:: EXERCISE REQUIREMENTS ::
In your answer, repeat each line of the data exactly.

:: AVAILABLE DATA ::
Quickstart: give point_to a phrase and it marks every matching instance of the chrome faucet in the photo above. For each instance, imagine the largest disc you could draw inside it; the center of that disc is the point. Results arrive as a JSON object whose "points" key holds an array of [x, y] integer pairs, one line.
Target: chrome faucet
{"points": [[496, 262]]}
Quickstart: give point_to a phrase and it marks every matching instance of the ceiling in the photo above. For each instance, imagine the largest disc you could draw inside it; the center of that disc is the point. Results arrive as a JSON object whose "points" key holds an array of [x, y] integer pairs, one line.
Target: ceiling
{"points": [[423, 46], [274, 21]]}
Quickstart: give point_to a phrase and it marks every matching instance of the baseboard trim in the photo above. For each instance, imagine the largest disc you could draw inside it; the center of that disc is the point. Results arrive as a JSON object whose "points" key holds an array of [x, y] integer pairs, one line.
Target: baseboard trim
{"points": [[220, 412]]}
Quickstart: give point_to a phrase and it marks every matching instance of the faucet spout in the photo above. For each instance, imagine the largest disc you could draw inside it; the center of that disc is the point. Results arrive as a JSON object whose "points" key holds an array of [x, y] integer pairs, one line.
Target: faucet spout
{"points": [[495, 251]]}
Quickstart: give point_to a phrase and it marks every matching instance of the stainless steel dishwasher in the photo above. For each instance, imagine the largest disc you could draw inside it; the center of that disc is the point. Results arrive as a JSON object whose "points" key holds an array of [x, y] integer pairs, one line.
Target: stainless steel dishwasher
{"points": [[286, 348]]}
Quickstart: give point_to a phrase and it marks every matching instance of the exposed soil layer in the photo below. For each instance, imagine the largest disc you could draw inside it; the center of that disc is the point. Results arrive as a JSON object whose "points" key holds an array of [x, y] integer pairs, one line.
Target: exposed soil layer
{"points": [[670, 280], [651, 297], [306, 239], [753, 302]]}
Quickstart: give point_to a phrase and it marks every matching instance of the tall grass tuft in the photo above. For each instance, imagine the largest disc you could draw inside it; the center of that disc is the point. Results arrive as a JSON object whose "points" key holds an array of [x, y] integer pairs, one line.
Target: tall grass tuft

:: OUTPUT FOR THIS EXERCISE ::
Quickstart: give point_to a phrase and it marks every matching instance of the chrome faucet in the photo above. For each instance, imagine the largest disc you could draw inside it; the center of that disc is the point. Results arrive as a JSON object whose "points" key holds an array of [x, y] integer pairs, one line.
Target: chrome faucet
{"points": [[496, 262]]}
Quickstart: give point_to a phrase and it marks every matching instance of the ceiling in the photo above. For each instance, imagine the largest disc you could draw inside it; the center of that disc is the point. Results arrive as a JSON object whose "points" key holds an array of [x, y] integer pairs, one line.
Target: ceiling
{"points": [[423, 46], [274, 21]]}
Quickstart: give point_to a phrase and it marks every matching instance of the baseboard trim in the photo above. For each instance, imagine the largest disc you could draw inside it; the center of that disc is the point. Results arrive as a JSON object whose "points" key holds an array of [x, y] integer pairs, one line.
Target: baseboard trim
{"points": [[220, 412]]}
Quickstart: give point_to a phrase and it marks every matching instance of the faucet spout in the photo above. For each instance, imagine the largest disc you could draw inside it; the center of that disc is the point. Results arrive as a JSON object whose "points" key holds an array of [x, y] integer pairs, one line.
Target: faucet spout
{"points": [[495, 251]]}
Quickstart: give point_to a phrase and it marks every matching instance of the stainless steel dishwasher in the photo above. For each instance, imagine the largest disc you could draw inside it; the center of that disc is the point. Results arrive as a JSON object whose "points" key holds an array of [x, y] integer pairs, one line.
Target: stainless steel dishwasher
{"points": [[286, 348]]}
Quickstart: give point_to a phrase and it marks every matching instance of the exposed soil layer in the photo below. For each instance, imagine the largest disc you could draw inside it; the center of that disc is the point. Results arrive as a JSON object whose "points" key holds an array of [x, y] integer pairs, one line.
Target: exposed soil layer
{"points": [[670, 280], [651, 297], [306, 239], [753, 302]]}
Quickstart: give point_to a phrase and it marks every matching instance of the tall grass tuft in the photo above. For each instance, imagine the largest disc you could draw inside it; the center of that disc is the point. Results arrive as a JSON object whose "points" key holds an array of [x, y] integer pairs, one line.
Target: tall grass tuft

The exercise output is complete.